> **PROBLEM**
From the first line to the last, please reproduce the material exactly, skipping the pictures.

> **TASK MATERIAL**
——————————

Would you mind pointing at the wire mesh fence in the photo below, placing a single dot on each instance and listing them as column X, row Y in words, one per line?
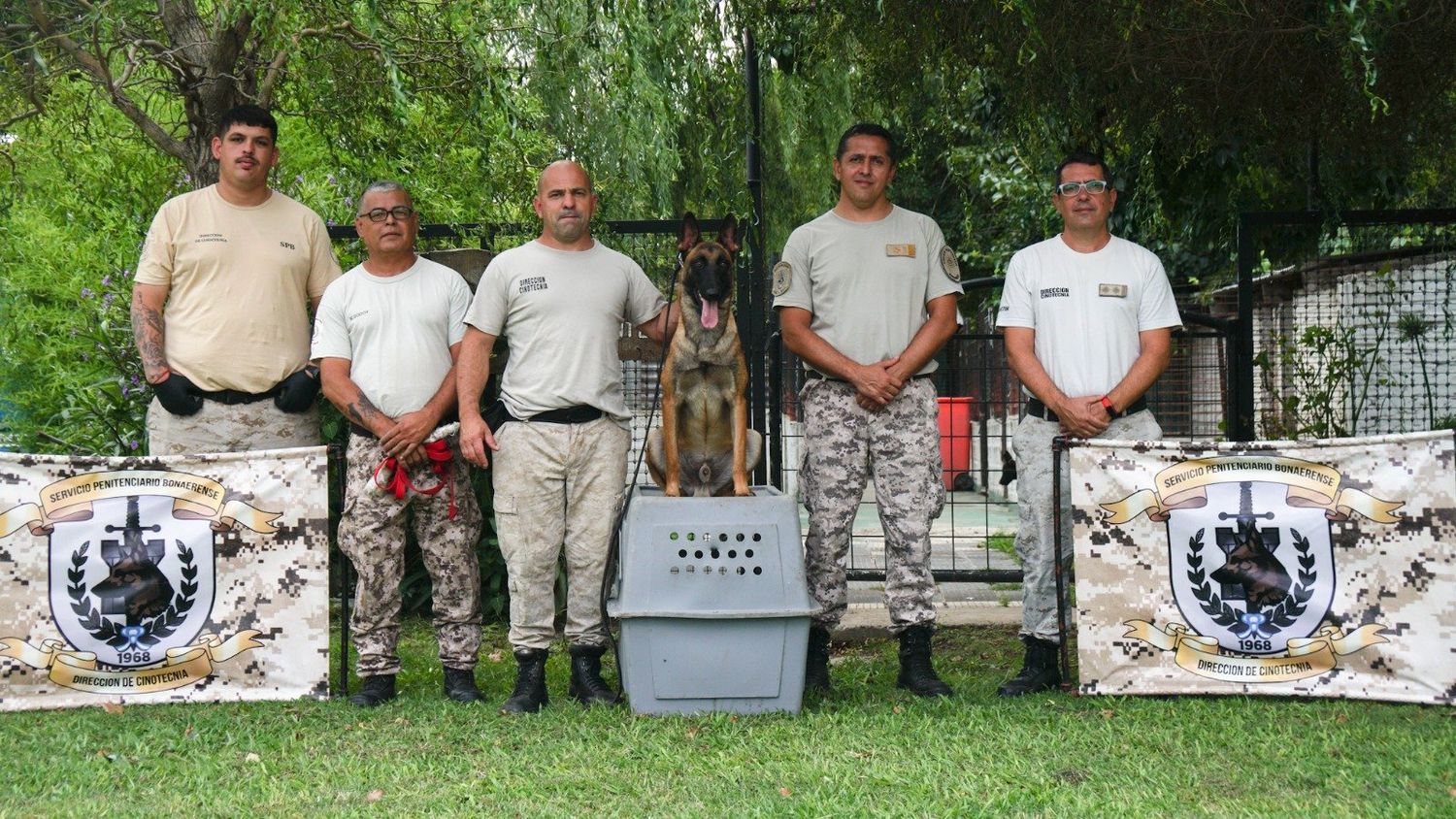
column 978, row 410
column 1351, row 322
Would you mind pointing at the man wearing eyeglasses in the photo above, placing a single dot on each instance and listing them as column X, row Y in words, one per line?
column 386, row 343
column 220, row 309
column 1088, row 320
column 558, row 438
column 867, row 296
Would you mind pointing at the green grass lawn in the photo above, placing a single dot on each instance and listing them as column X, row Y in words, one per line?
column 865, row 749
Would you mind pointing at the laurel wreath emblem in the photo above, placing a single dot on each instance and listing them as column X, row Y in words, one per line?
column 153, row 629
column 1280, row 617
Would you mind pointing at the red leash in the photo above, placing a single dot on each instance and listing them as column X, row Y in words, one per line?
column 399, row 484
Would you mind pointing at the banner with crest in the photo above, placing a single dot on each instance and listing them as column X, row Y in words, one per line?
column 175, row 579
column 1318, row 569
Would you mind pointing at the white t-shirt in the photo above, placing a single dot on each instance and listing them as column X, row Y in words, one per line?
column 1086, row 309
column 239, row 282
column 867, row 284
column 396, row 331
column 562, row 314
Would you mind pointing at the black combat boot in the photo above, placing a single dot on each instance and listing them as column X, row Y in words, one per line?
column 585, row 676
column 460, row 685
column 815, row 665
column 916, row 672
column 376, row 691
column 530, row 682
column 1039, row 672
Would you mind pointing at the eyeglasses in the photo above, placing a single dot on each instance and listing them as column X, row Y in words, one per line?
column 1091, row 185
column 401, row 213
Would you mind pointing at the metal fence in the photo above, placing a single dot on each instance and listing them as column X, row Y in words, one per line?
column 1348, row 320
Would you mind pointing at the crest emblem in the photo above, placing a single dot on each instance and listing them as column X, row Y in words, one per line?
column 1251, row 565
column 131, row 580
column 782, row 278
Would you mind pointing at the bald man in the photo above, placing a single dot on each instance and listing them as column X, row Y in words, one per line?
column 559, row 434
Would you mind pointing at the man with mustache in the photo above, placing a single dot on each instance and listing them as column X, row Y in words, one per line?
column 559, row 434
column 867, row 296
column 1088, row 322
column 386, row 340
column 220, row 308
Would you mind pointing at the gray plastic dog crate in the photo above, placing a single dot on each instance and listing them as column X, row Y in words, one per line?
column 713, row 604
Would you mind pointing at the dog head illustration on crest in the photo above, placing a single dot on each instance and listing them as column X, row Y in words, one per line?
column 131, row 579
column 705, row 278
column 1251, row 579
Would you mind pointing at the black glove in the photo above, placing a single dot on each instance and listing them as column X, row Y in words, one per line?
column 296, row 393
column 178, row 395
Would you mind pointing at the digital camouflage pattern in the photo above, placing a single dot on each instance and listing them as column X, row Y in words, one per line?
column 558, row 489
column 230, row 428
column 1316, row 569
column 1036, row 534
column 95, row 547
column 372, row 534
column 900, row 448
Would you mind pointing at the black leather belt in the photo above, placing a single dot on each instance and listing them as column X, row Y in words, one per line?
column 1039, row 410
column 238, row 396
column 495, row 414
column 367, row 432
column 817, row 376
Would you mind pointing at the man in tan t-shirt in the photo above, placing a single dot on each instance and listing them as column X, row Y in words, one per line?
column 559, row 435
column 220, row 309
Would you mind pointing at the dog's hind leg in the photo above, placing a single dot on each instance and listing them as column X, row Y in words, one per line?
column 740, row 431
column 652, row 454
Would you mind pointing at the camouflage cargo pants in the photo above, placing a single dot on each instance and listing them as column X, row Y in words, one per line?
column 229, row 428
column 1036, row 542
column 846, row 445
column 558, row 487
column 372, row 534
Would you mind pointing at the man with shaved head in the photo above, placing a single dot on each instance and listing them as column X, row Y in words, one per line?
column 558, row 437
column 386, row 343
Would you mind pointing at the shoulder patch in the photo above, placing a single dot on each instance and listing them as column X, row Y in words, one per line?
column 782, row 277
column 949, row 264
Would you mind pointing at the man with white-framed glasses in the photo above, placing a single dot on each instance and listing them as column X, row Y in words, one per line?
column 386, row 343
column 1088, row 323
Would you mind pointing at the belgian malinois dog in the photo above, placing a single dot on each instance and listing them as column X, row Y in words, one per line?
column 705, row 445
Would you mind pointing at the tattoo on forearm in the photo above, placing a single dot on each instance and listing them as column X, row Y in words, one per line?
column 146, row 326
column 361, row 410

——————————

> **ANSWER FOR THE TASK**
Would you mind pointing at the wire mesh fence in the photo below, placing a single dot on each instance and listing them as column X, row Y in words, one per line?
column 978, row 410
column 1351, row 322
Would you mind pointing at the man wearing eyeglasses in the photo above, placing a single dot on each instance and listing them as column X, row Y in words, one per line?
column 386, row 343
column 220, row 309
column 1088, row 320
column 558, row 438
column 867, row 296
Would you mind pointing at the green grass lawn in the photo above, placing a single dot on each instance and listing them as column X, row Y in words, one per line?
column 865, row 749
Would you mind pointing at the laurel wreath emblem in the photo above, placing a single dot on each instance and listing them as column X, row Y in words, one per line?
column 153, row 629
column 1280, row 617
Would you mind pointing at the red leash in the photo above, placing a single dot on each instance and listing them as column X, row Y in words, one per line?
column 399, row 484
Would you mind pointing at the banner with crest in the photo above, placing a single dot on each instance and listing them as column X, row Y in words, one per line?
column 175, row 579
column 1318, row 569
Would you mind pointing at the white t-shirt in the photo above, placing a single dot on each instance and listing them as column X, row Y in words, one per line?
column 1086, row 309
column 239, row 282
column 867, row 284
column 396, row 331
column 562, row 314
Would you mind pointing at the black combat boot in the photo above, placing a single dot on each instance and listing them as column X, row Y in words, one per line?
column 585, row 676
column 460, row 685
column 815, row 665
column 916, row 672
column 376, row 691
column 530, row 682
column 1039, row 672
Would you mind pointing at the eyeglasses in the photo above, placing a single dot on each instance and listing them as column X, row Y in words, one per line?
column 1091, row 185
column 401, row 213
Would you mind pointing at the metal fence in the photo above, placing a single dot on each instance and listing them as column X, row Y in words, one per line?
column 1348, row 320
Would you mind pointing at the crest emblem in the photo above, placing a single dot on each instance and listing them as column X, row Y in words, one per line?
column 1251, row 565
column 131, row 580
column 782, row 278
Would you mind pointing at the bald man in the photo above, placing a single dot on each instance and listing them as column X, row Y in words, one per line?
column 559, row 434
Would you mind pointing at the man with mustache in the photo above, placing a single dot on each instance and listing them as column X, row Y in words, one per line?
column 559, row 434
column 867, row 296
column 1088, row 322
column 386, row 340
column 220, row 308
Would you mind pointing at the gray plastic dog crate in the photo above, placing a single dot on each instance and listing them as column X, row Y in words, one per line?
column 713, row 604
Would you mind pointing at the dog head illustration on crest in the photo above, placing a single dot on each instance and listing them as column X, row Y in words, one per line?
column 131, row 579
column 705, row 278
column 1251, row 579
Would you mind pointing at the black glove in the photo above, placing a single dot on each instance and listing them as column X, row Y in words, one per line?
column 296, row 393
column 178, row 395
Would you mind pointing at the digital camouflage pattern in the photo above, placing a single dot on each instance and listing them as column X, row Y in words, one per line?
column 558, row 489
column 230, row 428
column 1316, row 569
column 1036, row 534
column 95, row 547
column 372, row 534
column 900, row 448
Would you mind pointing at the black leather belt in the photo above, placing a single dot on each instance and listing them as column X, row Y in words, one per line?
column 1039, row 410
column 238, row 396
column 495, row 414
column 367, row 432
column 817, row 376
Would you mind pointing at the man in tan t-shirt in the photo above, placing a single dot on each instance and listing them as column X, row Y in words, one per line?
column 559, row 435
column 220, row 309
Would you mind pointing at the dog's hind leg in the photo above, placing a single dot on each instance and listing them as column X, row Y in words, one per line?
column 740, row 431
column 652, row 454
Would you mind pointing at the camouflage cargo pants in the photo above, placing a single dot on each instance and listing them as column X, row Y in words, one per line?
column 229, row 428
column 1036, row 542
column 846, row 445
column 558, row 487
column 372, row 534
Would you mind pointing at the man with shaved head in the photo above, placing a single dot on each instance and listing them as column X, row Y in words, one per line?
column 558, row 437
column 386, row 343
Would you mind pointing at the shoulder patch in the photo above, placing a single dot on each instance and listing them as column X, row Y in words, one per line?
column 782, row 277
column 949, row 264
Would you mind pointing at the man with white-framed glasses in the photo above, placing a single dot on each instance and listing them as column X, row Y in words, one per line?
column 386, row 343
column 1088, row 323
Would you mind pointing at the belgian malinois dog in the photo above, placing a single dot on each instance and listing them as column X, row Y in words, one per line?
column 705, row 445
Would you mind pointing at the tattoo on forearm in the photo above, placing a single dot on each instance and listing them as column X, row Y in words, one per line?
column 146, row 326
column 361, row 410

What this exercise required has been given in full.